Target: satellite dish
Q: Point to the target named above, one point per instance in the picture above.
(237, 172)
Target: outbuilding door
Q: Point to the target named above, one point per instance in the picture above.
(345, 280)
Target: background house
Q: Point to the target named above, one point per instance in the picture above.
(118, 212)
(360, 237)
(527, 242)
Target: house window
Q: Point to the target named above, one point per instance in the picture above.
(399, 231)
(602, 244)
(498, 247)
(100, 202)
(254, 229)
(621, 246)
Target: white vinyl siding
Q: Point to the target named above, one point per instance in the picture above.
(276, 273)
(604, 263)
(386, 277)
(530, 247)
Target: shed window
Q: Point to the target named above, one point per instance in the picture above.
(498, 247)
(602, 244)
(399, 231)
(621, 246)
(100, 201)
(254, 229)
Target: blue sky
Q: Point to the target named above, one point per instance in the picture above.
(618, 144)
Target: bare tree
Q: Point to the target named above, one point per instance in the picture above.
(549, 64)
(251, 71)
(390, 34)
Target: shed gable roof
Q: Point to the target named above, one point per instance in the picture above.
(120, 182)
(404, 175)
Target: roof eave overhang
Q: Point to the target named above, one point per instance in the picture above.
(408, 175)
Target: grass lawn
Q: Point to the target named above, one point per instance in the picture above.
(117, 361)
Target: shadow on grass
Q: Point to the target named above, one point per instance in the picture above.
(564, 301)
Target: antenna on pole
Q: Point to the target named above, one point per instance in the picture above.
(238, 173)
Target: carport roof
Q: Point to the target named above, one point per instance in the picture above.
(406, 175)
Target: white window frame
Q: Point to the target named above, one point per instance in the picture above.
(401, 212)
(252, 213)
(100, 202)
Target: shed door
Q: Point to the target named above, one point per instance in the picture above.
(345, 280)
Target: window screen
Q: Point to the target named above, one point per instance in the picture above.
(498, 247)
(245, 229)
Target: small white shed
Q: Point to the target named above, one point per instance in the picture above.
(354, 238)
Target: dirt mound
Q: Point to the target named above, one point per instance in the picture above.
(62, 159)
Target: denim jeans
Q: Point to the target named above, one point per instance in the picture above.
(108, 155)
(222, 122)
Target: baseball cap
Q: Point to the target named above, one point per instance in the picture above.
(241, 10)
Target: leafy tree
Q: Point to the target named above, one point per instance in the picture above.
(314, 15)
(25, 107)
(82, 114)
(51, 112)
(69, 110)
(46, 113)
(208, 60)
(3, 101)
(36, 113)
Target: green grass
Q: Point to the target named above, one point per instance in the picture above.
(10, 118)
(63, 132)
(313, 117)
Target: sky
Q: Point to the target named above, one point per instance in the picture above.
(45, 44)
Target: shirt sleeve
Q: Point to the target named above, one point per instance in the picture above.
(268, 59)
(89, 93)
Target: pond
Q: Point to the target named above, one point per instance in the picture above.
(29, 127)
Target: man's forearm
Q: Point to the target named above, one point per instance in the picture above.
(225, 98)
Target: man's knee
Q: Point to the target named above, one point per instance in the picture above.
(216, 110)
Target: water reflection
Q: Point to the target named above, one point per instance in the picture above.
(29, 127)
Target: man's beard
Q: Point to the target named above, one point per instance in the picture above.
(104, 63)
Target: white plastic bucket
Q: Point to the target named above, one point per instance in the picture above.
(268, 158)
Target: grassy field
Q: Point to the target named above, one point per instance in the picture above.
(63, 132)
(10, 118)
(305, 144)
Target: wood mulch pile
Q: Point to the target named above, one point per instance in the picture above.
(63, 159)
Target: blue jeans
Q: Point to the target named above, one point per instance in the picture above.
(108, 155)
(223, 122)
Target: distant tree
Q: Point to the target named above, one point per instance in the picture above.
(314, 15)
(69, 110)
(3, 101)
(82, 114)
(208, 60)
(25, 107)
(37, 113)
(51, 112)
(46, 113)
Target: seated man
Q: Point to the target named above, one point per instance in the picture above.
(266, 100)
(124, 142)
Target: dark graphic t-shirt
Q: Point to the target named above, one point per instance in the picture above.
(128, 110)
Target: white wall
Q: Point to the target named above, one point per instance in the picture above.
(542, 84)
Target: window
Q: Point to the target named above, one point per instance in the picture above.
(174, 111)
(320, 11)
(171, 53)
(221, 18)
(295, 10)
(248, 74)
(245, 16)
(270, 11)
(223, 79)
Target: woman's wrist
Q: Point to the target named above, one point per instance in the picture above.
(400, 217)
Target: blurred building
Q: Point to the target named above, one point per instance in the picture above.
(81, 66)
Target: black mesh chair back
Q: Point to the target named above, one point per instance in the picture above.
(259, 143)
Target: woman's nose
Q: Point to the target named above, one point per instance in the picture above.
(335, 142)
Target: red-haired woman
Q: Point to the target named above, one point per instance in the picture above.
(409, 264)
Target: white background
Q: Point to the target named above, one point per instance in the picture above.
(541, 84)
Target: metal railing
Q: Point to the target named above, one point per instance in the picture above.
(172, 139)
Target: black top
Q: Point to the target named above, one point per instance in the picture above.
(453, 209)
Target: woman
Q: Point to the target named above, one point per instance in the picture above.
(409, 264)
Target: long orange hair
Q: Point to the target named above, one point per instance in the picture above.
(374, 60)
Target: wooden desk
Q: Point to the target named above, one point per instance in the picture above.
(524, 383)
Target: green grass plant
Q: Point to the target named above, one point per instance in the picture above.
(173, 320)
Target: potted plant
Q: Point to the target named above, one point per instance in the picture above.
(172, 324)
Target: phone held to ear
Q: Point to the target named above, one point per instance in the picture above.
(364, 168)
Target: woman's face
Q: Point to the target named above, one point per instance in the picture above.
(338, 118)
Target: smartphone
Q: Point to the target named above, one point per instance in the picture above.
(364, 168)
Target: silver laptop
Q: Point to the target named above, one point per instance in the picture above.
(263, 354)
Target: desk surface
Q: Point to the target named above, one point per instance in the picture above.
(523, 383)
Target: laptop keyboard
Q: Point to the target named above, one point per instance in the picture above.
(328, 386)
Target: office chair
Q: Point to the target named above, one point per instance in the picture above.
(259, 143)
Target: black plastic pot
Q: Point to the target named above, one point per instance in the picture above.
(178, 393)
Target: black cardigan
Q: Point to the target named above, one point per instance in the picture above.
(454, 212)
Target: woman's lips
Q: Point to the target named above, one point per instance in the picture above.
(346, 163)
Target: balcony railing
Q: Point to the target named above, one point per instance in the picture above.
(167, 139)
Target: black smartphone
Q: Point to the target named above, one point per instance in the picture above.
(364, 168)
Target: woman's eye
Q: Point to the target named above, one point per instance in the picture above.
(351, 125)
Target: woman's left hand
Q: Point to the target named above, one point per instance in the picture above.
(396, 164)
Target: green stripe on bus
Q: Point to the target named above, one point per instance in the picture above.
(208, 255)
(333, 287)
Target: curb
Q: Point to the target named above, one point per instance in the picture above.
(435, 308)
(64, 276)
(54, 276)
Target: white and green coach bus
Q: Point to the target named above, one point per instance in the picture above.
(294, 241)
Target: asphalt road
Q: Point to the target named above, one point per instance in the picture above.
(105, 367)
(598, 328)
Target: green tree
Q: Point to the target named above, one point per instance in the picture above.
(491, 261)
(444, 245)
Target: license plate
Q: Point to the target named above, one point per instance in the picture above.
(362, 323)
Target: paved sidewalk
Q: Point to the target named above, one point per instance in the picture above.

INSTRUCTIONS FOR THE TASK. Copy out the material word for word, from the line containing "Target: laptop keyboard" through the last line, keeping both of those lines.

ANSWER.
Target: laptop keyboard
Q: Point to the target named above, one point per instance in the picture above.
(328, 386)
Target: office chair
Q: Point to the target named above, one point per instance in the picture above.
(259, 143)
Target: black plastic pot
Q: Point to the target named above, one point per instance in the picture above.
(178, 393)
Target: black cardigan
Q: Point to the target named above, one point per instance in the picture above.
(454, 212)
Target: woman's lips
Q: Point to the target named above, one point per instance in the picture above.
(346, 163)
Target: balcony railing
Q: Point to the target named above, one point per instance in the picture above.
(167, 139)
Target: black smartphone
Q: Point to the target named above, one point per instance in the picture above.
(364, 168)
Target: woman's eye
Q: Point to the target named above, one point per instance in the picture above.
(351, 125)
Target: woman's left hand
Q: Point to the target named above, one point per instance in the picture above.
(396, 164)
Target: green stripe on bus
Q: Point to the target named above, one point per instance in the picture above.
(208, 255)
(333, 287)
Target: curb
Q: Point to the target named above, one point per instance in the picture above.
(435, 308)
(64, 276)
(54, 276)
Target: white and green coach bus
Q: Point to the target named above, one point per instance in the picture above.
(294, 241)
Target: asphalt road
Q: Point to the target named above, one point per instance in the picture above.
(105, 367)
(598, 328)
Target: green tree
Q: Point to the target named above, one point per instance in the picture above.
(491, 261)
(444, 245)
Target: license plate
Q: Point to the target named above, one point per instance in the picture above.
(362, 323)
Target: paved sidewalk
Q: Point to the target named above, one point per instance in the picture above.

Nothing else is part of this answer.